_To do_
Each line below containing the word "woman" needs to be shown.

_Information provided_
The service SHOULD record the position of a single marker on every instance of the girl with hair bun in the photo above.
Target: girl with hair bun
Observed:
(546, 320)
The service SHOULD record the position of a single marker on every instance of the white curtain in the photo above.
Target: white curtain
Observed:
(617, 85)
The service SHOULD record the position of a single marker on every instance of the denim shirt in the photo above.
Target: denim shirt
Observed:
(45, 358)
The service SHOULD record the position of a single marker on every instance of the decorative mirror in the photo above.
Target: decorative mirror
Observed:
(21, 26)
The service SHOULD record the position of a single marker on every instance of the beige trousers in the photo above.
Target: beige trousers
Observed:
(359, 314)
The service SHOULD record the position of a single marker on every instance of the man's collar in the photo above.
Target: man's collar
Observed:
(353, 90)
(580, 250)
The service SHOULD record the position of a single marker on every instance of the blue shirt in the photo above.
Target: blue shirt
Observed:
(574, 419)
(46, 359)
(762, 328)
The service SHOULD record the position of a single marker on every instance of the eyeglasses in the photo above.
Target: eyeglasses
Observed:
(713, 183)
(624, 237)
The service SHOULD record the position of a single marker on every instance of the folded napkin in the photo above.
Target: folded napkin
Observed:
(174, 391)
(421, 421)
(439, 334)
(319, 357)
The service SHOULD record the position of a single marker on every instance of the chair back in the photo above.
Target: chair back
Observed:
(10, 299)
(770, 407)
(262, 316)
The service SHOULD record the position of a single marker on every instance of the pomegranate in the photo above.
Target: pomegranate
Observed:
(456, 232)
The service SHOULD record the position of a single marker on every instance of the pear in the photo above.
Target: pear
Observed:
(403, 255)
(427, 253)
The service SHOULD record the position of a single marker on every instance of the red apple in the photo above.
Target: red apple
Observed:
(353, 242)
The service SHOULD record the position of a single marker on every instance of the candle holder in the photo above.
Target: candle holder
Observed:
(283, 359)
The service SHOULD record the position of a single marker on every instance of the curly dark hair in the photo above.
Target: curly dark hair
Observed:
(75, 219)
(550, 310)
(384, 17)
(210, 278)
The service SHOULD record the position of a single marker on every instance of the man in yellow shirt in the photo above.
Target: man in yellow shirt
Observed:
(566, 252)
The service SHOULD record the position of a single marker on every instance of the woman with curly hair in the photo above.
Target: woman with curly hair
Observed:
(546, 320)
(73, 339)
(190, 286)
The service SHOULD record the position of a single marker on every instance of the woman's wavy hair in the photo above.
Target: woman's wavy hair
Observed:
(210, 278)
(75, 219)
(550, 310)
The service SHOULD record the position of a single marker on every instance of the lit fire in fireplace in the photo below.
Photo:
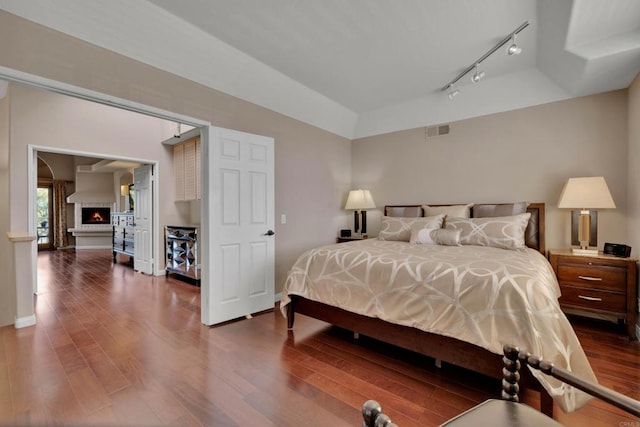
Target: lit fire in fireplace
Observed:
(98, 215)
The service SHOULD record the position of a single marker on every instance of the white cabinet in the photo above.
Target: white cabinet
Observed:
(186, 169)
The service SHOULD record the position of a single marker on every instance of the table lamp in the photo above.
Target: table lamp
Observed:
(585, 194)
(359, 201)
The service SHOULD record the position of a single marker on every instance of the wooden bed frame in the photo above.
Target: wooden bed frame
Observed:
(441, 348)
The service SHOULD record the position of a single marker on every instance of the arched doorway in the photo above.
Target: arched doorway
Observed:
(44, 206)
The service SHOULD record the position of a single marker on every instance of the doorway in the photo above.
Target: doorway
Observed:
(44, 202)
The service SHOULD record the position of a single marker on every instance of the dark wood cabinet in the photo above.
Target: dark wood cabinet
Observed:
(182, 252)
(123, 235)
(600, 284)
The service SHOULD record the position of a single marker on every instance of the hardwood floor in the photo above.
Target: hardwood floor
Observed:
(114, 347)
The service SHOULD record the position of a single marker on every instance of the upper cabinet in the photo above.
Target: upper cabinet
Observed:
(186, 169)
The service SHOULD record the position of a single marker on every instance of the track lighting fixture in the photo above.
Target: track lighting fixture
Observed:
(477, 75)
(453, 93)
(513, 49)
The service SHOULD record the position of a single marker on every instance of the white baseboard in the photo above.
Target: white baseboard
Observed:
(23, 322)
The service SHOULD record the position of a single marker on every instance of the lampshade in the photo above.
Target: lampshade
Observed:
(586, 193)
(359, 200)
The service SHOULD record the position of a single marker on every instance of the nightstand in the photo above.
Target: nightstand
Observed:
(600, 284)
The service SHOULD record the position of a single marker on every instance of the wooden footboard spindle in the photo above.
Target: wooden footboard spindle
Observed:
(372, 415)
(291, 313)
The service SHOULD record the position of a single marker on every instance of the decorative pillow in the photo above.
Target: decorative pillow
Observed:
(447, 237)
(434, 236)
(502, 209)
(461, 211)
(505, 232)
(399, 228)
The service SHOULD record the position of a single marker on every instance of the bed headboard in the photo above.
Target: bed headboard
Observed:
(534, 234)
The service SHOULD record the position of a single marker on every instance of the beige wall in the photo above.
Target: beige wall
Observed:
(312, 167)
(633, 188)
(525, 154)
(7, 292)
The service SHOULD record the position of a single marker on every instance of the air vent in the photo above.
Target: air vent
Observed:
(437, 130)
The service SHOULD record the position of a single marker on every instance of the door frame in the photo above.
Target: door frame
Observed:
(32, 172)
(25, 291)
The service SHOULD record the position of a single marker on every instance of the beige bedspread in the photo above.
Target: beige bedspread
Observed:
(482, 295)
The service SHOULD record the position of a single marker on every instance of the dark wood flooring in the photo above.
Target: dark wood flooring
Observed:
(117, 348)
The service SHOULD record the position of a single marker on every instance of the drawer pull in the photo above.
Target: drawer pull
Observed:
(589, 298)
(591, 279)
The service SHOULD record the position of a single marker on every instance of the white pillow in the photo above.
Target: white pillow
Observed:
(435, 236)
(505, 232)
(461, 211)
(399, 228)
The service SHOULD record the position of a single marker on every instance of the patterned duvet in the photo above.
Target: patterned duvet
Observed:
(482, 295)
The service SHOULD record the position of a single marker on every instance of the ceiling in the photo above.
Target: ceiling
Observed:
(365, 67)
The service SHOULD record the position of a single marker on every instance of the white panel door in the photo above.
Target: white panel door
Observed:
(143, 209)
(240, 241)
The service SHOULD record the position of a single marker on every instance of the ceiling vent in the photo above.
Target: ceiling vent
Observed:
(437, 130)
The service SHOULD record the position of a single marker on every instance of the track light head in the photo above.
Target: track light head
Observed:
(513, 49)
(478, 75)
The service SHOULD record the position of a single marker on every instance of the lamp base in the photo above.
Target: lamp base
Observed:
(584, 252)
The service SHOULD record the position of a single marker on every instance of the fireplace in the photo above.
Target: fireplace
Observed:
(96, 215)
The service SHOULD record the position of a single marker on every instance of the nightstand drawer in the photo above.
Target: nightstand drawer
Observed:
(593, 299)
(593, 276)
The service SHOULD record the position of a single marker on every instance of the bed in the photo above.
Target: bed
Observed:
(455, 303)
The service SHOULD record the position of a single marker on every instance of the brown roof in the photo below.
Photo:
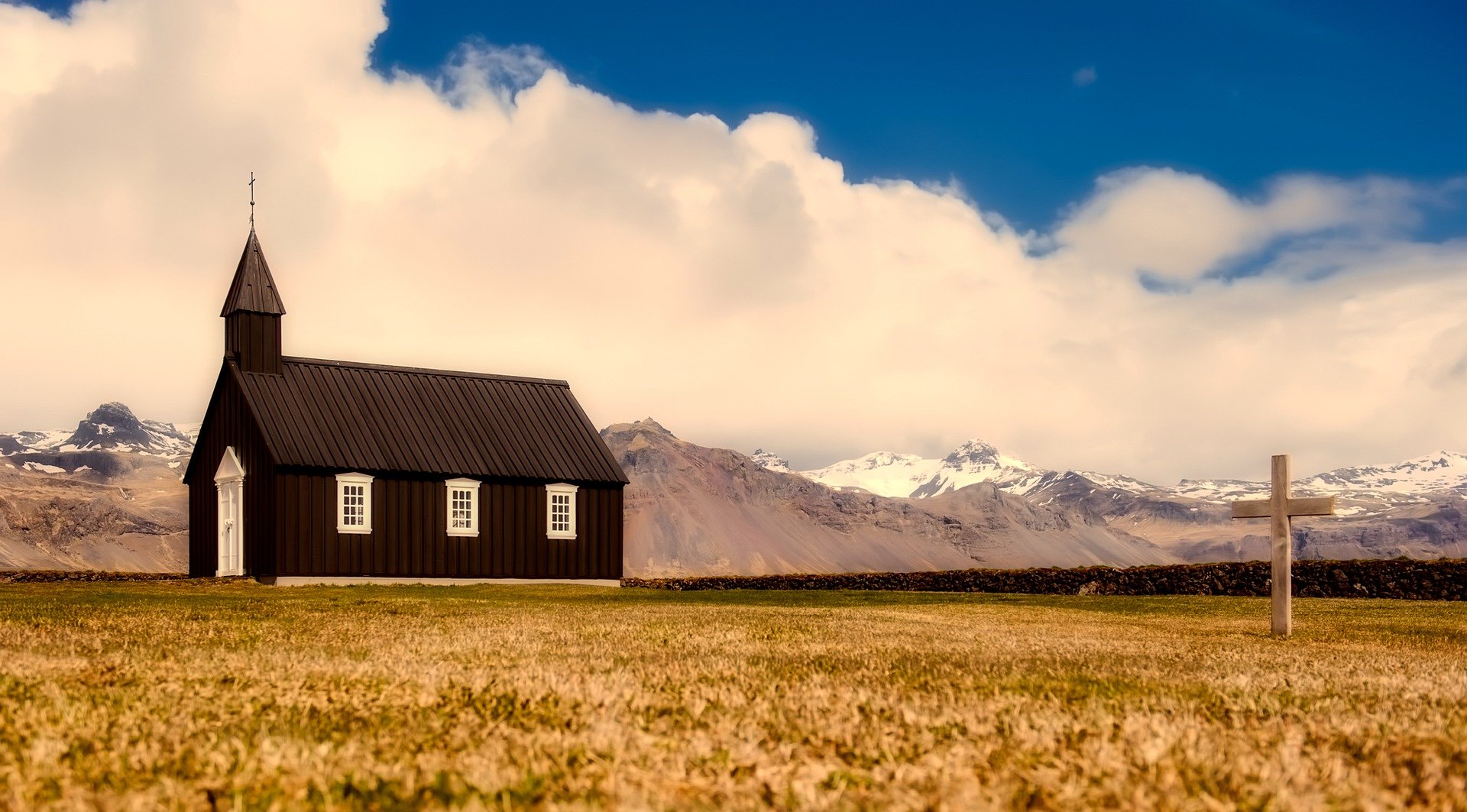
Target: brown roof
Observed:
(254, 288)
(373, 418)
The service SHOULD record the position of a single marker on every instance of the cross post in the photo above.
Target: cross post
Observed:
(1280, 509)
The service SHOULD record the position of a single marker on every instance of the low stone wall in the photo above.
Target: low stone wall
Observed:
(1398, 577)
(43, 577)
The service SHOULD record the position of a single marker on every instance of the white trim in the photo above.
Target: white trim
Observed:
(373, 581)
(229, 539)
(552, 491)
(342, 483)
(471, 486)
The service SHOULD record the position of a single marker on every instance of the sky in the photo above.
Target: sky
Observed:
(1143, 239)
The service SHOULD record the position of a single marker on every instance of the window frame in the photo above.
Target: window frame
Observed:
(559, 488)
(471, 486)
(342, 483)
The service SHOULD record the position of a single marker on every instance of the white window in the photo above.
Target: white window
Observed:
(354, 503)
(561, 510)
(462, 506)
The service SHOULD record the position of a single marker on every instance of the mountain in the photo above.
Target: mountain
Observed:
(1359, 488)
(102, 496)
(92, 510)
(696, 510)
(891, 474)
(1404, 509)
(769, 462)
(110, 427)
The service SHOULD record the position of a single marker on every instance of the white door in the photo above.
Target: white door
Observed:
(231, 544)
(231, 484)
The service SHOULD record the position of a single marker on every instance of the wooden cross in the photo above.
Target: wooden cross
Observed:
(1280, 507)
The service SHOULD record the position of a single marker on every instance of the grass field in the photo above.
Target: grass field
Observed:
(185, 694)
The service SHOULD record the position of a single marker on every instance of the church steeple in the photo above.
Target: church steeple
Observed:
(253, 312)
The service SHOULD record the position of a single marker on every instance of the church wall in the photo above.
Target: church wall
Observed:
(228, 424)
(410, 531)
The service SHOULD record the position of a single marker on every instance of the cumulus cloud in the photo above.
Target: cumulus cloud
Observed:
(724, 277)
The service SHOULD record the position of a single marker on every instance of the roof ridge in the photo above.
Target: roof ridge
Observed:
(424, 371)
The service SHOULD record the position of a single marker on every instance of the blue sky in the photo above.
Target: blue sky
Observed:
(1234, 216)
(988, 94)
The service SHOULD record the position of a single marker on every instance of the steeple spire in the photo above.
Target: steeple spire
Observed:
(254, 288)
(253, 312)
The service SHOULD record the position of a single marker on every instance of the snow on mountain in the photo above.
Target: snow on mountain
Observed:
(979, 462)
(1119, 483)
(110, 427)
(885, 474)
(1430, 472)
(891, 474)
(770, 462)
(1362, 488)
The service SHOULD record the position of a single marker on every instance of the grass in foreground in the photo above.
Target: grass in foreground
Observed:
(186, 694)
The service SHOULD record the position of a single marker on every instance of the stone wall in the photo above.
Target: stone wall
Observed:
(1423, 581)
(41, 577)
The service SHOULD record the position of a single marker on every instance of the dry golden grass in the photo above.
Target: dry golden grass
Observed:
(186, 694)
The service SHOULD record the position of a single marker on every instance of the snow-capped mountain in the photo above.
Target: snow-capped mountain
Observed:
(770, 462)
(885, 474)
(110, 427)
(891, 474)
(1404, 481)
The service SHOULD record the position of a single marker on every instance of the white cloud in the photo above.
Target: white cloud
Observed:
(728, 280)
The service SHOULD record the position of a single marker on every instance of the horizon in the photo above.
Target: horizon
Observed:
(803, 469)
(1080, 239)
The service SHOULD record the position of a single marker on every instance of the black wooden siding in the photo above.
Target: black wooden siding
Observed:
(229, 424)
(371, 418)
(410, 532)
(254, 342)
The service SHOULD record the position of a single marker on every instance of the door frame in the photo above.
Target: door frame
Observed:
(229, 537)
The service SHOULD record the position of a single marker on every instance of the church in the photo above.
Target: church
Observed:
(314, 471)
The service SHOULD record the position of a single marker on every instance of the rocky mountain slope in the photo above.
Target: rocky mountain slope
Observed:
(695, 510)
(1406, 509)
(110, 427)
(92, 510)
(102, 496)
(106, 494)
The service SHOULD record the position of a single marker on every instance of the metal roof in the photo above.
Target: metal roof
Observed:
(254, 288)
(367, 416)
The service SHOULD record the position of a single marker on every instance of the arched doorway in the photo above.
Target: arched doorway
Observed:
(231, 484)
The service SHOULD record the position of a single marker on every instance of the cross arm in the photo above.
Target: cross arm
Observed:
(1262, 509)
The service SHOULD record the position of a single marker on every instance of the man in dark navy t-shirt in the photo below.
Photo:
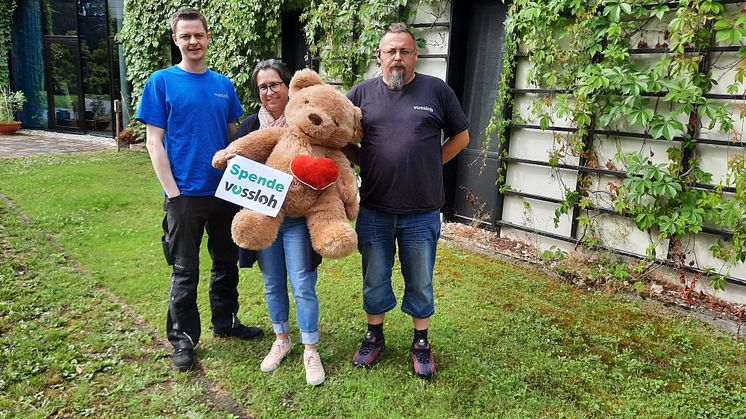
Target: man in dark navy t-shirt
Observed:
(401, 165)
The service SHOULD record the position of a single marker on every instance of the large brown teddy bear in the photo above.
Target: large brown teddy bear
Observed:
(321, 121)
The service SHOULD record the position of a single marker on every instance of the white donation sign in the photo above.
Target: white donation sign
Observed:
(253, 185)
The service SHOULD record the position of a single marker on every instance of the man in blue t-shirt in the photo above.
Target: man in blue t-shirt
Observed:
(401, 165)
(190, 112)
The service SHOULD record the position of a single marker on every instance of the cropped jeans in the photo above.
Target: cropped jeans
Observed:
(290, 257)
(417, 236)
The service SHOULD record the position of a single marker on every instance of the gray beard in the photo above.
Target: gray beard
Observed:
(396, 79)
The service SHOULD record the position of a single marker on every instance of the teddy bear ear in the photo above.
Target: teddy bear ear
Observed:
(304, 78)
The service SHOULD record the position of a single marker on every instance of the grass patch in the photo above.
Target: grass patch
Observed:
(508, 341)
(67, 350)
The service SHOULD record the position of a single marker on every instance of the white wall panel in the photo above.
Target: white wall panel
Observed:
(534, 214)
(540, 180)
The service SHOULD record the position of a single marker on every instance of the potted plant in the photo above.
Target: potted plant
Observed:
(133, 135)
(10, 103)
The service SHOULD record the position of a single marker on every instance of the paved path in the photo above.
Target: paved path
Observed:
(34, 143)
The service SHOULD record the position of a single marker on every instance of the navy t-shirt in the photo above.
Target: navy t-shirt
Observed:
(401, 165)
(194, 110)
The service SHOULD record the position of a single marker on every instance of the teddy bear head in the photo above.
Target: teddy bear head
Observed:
(320, 114)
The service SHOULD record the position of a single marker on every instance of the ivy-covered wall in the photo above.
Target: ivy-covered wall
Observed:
(634, 112)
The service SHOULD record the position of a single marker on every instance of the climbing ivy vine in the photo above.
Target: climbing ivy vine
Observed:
(6, 19)
(580, 50)
(344, 34)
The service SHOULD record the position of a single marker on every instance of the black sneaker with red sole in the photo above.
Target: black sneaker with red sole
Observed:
(422, 359)
(369, 351)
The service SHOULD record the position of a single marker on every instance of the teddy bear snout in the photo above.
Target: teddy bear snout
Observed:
(315, 119)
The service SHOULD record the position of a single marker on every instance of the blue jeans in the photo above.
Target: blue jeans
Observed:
(290, 257)
(417, 237)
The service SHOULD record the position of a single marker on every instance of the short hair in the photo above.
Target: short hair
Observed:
(271, 64)
(399, 27)
(187, 13)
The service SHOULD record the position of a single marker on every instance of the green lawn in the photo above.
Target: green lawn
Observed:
(508, 340)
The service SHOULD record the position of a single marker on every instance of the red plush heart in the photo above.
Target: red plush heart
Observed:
(316, 173)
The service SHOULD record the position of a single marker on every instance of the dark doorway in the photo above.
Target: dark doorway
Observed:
(475, 57)
(294, 48)
(64, 83)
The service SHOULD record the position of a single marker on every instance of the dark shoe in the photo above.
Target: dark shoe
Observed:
(240, 331)
(422, 359)
(183, 359)
(369, 350)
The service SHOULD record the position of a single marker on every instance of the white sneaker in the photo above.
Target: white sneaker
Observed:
(315, 374)
(278, 352)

_Expected answer_
The service SHOULD record the position of a single marker on every instance of the woman with curly hair in the photo above.
Target: woman with curly hair
The service SHOULD record the position of a single marker on every instance of the woman's wavy hair in the photo above.
Target: woman's wavy hair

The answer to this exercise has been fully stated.